%%
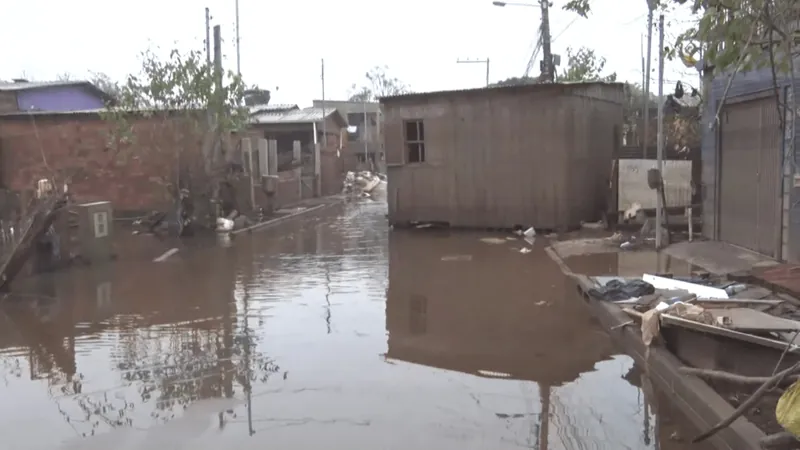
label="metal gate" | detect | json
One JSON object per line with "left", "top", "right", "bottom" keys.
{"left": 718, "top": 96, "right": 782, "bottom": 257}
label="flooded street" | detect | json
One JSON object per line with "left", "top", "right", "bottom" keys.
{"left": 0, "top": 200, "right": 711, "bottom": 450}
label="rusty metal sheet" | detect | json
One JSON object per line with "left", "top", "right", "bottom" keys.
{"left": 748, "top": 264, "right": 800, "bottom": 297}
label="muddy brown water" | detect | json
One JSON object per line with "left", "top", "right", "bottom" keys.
%%
%%
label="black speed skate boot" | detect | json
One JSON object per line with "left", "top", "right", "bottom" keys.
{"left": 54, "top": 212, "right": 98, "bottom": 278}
%%
> [Task prompt] Filter the lines above, keeping each one that contains the string "metal".

> [Solution to this task]
label="metal gate" | detect | json
label="rusty metal sheet" | detect | json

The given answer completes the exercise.